To solve this problem, you can calculate the OD cost matrix with the sites as from points, and the facilities as to points. Then, for each row (i.e. each site) you find the column(s) with the lowest cost value.
# Select a random set of sites and facilities.
# We select random locations within the bounding box of the nodes.
set.seed(128)
hull = net %>%
activate("nodes") %>%
st_geometry() %>%
st_combine() %>%
st_convex_hull()
sites = st_sample(hull, 50, type = "random")
facilities = st_sample(hull, 5, type = "random")
# Blend the sites and facilities into the network to get better results.
# Also select only the largest connected component.
new_net = net %>%
activate("nodes") %>%
filter(group_components() == 1) %>%
st_network_blend(c(sites, facilities))
#> Warning: st_network_blend assumes attributes are constant over geometries
# Calculate the cost matrix.
cost_matrix = st_network_cost(new_net, from = sites, to = facilities, weights = "weight")
# Find for each site which facility is closest.
closest = facilities[apply(cost_matrix, 1, function(x) which(x == min(x))[1])]
# Create a line between each site and its closest facility, for visualization.

### RECORD EXTRACTS
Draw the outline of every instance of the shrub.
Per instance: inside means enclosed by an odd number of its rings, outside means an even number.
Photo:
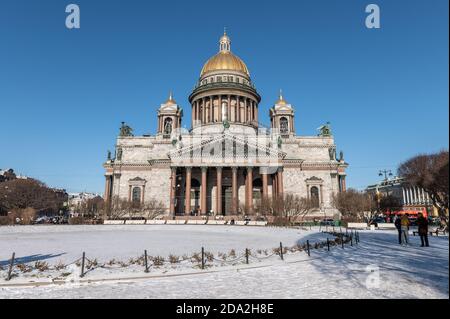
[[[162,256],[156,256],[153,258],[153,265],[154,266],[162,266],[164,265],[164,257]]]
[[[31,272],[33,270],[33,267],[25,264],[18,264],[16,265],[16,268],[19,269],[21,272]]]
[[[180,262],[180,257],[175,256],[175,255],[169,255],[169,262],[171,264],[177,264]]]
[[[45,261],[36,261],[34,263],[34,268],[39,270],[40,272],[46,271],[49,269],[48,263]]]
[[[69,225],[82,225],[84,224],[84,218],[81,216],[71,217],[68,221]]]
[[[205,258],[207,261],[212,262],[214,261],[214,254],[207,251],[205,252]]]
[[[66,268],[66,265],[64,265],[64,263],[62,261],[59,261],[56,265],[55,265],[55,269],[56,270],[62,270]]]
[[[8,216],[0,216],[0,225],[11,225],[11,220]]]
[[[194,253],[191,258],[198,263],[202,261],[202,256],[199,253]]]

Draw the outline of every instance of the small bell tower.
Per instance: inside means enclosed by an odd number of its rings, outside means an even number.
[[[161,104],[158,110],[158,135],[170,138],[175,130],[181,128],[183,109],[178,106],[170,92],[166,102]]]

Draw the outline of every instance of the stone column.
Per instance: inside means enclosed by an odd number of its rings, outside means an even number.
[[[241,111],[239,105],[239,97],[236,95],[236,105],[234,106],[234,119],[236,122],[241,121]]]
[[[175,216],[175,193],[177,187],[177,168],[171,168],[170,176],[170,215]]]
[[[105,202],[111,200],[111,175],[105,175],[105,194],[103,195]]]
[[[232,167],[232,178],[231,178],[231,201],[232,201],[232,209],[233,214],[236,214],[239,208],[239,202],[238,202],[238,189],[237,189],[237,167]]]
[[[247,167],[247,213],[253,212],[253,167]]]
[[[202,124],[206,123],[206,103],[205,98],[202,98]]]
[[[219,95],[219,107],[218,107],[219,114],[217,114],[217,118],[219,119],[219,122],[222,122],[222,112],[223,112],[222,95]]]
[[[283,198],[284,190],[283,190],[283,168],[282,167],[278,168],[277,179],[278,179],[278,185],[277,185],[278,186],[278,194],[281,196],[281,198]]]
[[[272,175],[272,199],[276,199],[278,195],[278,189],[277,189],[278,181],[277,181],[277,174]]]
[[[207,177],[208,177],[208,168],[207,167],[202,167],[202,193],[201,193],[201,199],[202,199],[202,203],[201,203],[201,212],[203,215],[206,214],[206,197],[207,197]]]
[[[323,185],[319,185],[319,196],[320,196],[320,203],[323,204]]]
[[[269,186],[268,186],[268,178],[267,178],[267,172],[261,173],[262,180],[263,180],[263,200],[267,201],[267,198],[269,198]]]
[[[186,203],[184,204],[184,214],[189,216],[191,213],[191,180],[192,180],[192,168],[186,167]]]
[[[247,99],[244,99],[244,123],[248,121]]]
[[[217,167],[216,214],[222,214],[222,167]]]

### STATED TASK 1
From the code excerpt, list every distinct function whose name begins with "st_".
### STATED TASK 2
Write out the part of the code excerpt that opens with the words containing "# Blend the" and closes with "facility, for visualization.", replacing "cost_matrix" with "od_matrix".
### STATED TASK 3
According to the code excerpt, how many sites are sampled within the hull?

### EXERCISE ANSWER 1
st_geometry, st_combine, st_convex_hull, st_sample, st_network_blend, st_network_cost

### EXERCISE ANSWER 2
# Blend the sites and facilities into the network to get better results.
# Also select only the largest connected component.
new_net = net %>%
activate("nodes") %>%
filter(group_components() == 1) %>%
st_network_blend(c(sites, facilities))
#> Warning: st_network_blend assumes attributes are constant over geometries
# Calculate the cost matrix.
od_matrix = st_network_cost(new_net, from = sites, to = facilities, weights = "weight")
# Find for each site which facility is closest.
closest = facilities[apply(od_matrix, 1, function(x) which(x == min(x))[1])]
# Create a line between each site and its closest facility, for visualization.

### EXERCISE ANSWER 3
50